START PROVIDED PASSAGE
We could say that for every person who died at 60 there was somebody else dying at birth (age 0).

(60  +  0) / 2 = 30

Americans' Life Expectancy has been gradually improving, and by 2019 that statistic had managed to equal the biological Life Span of 79 years. 

Unfortunately, by 2021 it had fallen to 76, due mostly to the pandemic but also due to heart and liver diseases, accidents, and drug overdoses.

“Americans are dying younger than in any peer countries,” writes David Wallace-Wells of the New York Times.  “Increasingly the American mortality anomaly is explained by the deaths of children and teenagers.

“One in 25 American 5-year-olds now won't live to see 40, a death rate about four times as high as in other wealthy nations.  Guns were responsible for almost half of the increase from 2019 to 2020, as homicides among children age 10 to 19 grew more than 39 percent.  Deaths from drug overdoses for that age cohort more than doubled.”
END PROVIDED PASSAGE
WORK REQUIRED
Continue the passage on American life expectancy from where it stops.
START GIVEN DATA
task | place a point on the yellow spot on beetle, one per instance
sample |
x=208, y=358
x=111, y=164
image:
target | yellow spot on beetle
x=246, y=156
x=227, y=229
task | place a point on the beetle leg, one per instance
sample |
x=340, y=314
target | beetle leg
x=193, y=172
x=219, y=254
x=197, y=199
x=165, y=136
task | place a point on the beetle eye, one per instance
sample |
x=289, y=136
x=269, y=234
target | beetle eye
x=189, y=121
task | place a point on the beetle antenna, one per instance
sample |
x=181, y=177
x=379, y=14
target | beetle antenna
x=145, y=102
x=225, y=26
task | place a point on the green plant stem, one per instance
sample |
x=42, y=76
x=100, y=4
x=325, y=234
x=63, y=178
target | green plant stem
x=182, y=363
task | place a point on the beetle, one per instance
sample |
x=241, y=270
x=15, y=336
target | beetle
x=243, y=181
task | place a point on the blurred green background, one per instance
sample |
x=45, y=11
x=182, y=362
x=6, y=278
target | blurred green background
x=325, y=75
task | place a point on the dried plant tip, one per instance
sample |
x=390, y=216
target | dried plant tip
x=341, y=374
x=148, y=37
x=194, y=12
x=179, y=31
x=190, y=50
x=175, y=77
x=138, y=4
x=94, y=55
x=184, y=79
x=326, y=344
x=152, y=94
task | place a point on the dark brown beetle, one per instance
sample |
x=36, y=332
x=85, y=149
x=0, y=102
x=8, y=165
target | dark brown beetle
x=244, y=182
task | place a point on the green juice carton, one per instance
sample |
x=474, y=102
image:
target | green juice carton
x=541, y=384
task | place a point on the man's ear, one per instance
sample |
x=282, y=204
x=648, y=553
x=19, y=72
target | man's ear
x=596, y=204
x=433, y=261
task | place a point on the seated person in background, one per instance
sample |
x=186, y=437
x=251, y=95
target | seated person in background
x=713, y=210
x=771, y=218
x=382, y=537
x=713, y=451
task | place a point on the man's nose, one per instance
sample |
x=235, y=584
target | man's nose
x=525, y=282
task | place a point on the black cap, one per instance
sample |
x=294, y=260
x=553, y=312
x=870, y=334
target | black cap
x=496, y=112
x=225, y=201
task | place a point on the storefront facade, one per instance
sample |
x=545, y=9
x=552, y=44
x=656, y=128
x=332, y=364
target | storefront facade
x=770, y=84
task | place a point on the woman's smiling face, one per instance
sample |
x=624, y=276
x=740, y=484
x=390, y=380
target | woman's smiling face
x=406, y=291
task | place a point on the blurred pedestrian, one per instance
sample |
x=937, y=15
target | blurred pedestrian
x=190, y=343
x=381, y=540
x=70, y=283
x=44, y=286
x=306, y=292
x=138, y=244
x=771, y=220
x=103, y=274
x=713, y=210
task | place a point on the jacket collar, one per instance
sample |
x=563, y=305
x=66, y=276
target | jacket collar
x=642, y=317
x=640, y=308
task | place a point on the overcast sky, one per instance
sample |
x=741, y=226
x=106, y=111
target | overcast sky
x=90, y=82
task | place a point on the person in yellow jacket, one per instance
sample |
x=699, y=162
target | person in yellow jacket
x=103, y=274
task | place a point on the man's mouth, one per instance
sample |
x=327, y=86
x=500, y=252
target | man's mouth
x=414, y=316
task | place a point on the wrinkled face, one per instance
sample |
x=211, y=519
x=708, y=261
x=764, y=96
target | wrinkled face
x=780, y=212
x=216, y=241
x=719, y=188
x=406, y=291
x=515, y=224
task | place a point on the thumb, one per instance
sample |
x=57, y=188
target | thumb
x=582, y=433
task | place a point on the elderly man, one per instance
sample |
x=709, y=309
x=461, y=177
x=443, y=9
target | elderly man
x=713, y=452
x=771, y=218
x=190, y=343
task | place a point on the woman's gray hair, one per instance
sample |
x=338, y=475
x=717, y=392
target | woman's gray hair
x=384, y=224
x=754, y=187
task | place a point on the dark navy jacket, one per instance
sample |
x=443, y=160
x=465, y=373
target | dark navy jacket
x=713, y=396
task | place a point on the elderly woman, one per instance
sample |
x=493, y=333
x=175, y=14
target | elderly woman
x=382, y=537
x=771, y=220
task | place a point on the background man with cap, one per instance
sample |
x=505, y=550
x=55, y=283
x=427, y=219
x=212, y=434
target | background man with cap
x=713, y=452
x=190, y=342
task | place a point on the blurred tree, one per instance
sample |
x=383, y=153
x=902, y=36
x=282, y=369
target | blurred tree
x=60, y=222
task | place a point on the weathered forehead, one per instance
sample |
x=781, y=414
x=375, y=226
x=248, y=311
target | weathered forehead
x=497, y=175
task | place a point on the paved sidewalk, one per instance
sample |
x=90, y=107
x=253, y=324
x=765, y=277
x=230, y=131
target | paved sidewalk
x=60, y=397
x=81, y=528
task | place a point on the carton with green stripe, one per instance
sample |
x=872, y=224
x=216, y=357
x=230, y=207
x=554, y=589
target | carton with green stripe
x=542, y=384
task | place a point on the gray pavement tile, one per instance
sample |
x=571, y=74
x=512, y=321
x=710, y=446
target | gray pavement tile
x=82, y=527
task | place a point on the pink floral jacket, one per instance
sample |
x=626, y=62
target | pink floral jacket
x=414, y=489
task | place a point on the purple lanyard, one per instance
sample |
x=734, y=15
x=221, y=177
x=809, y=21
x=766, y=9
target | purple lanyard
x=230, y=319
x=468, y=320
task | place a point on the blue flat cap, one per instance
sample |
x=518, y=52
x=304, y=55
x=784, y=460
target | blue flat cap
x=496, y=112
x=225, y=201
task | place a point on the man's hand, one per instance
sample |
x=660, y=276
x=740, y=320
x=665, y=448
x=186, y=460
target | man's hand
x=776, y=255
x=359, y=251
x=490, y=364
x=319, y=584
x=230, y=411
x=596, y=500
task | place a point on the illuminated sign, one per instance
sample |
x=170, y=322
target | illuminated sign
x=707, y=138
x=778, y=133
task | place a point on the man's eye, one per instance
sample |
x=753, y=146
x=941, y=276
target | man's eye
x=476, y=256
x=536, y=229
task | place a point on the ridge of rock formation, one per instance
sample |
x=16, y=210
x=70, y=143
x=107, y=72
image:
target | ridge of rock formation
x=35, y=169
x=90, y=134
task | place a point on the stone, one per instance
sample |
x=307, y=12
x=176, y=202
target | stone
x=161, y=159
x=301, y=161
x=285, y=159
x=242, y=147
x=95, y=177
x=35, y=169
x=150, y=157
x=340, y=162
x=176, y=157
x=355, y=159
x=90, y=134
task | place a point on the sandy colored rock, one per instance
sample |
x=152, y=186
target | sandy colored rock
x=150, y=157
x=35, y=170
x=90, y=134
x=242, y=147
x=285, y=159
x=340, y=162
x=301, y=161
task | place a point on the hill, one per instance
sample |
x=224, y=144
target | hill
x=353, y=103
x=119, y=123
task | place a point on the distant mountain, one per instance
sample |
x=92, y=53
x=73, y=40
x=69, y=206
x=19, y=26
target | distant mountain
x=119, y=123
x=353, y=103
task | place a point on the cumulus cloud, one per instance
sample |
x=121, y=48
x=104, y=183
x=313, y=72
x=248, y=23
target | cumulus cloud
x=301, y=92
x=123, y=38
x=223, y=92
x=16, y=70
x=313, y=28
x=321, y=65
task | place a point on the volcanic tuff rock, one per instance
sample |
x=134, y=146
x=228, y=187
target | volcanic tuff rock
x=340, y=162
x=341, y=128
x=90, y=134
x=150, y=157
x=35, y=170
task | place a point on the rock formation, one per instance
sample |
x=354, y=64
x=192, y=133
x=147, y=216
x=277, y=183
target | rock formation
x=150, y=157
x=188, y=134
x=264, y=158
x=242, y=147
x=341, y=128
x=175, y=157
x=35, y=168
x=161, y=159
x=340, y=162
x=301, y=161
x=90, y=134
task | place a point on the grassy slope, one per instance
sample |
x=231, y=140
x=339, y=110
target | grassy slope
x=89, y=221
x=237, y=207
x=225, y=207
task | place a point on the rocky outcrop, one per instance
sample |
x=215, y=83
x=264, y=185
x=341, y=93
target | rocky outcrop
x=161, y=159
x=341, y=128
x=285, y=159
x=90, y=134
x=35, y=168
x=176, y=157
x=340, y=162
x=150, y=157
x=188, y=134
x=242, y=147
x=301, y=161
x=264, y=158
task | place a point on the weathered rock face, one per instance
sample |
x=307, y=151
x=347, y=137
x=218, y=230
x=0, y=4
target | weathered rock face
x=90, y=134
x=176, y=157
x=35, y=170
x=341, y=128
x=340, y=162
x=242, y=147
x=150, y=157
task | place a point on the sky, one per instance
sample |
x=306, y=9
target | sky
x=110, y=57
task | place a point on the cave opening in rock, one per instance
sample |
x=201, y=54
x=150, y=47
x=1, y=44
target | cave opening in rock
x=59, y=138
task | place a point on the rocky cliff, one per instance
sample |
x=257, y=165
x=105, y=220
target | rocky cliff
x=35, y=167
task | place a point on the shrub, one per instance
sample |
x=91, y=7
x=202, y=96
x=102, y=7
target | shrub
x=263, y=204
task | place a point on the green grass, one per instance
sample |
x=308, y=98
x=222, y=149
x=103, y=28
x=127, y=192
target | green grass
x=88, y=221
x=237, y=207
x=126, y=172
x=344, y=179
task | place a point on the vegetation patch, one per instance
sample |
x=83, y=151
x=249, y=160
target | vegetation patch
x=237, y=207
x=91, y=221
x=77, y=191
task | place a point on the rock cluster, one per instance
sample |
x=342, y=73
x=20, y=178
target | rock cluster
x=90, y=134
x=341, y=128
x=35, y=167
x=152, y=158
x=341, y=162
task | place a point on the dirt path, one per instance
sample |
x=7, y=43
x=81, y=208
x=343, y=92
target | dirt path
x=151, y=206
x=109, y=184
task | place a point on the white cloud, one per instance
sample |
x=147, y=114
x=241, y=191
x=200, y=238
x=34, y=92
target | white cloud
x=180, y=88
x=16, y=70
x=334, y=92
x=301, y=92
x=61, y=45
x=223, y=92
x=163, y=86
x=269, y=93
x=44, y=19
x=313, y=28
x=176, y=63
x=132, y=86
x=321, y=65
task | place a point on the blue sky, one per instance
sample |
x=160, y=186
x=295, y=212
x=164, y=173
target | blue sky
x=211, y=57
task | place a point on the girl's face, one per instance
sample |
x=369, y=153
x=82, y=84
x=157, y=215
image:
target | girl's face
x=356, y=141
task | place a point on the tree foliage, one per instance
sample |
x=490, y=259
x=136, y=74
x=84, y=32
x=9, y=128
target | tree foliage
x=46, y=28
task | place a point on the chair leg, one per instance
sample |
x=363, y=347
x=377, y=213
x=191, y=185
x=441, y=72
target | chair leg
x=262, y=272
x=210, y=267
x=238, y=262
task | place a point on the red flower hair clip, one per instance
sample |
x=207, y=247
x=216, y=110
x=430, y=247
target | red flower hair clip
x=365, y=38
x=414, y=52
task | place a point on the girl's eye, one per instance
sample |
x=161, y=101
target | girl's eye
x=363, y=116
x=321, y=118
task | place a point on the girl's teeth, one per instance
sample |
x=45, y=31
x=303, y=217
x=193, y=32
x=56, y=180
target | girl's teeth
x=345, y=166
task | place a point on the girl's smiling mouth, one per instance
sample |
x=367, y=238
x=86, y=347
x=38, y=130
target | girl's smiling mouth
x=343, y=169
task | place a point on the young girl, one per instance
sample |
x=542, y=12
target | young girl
END GIVEN DATA
FINAL ANSWER
 

JANUARY 7, 2023   
MEET ME AT THE 5K 100T "SCOTT"

In 1971, I was still living in Ohio State Buckeye country when Indiana University welcomed a new basketball coach to Bloomington (a 1962 OSU graduate, the traitor) and opened its brand-new Assembly Hall.

Any time that Ohio State was visiting, the games were televised from Assembly Hall back to Columbus, of course.  But they looked odd.

Also, always in the background behind the players, there was a weird white wall.

The wall was curved — low in the middle for the front-row fans, but higher on the ends to allow for entryways.  Those portals had scoreboards above them, just like Ohio State's St. John Arena.

When the building was being designed, IU officials had insisted on having only a few rows of bleachers behind the baskets.  For a better fan experience, most of the 17,000 seats are stacked along the sidelines.  Therefore those sides are very steep, including balconies high up in the rafters.

It's not practical to locate the main television cameras way up there.  Instead, a camera location was established in the seventh row, indicated below by an X.  On television, the low angle did make us feel we had great seats, almost at courtside, but it didn't provide the whole-court overview we usually expect.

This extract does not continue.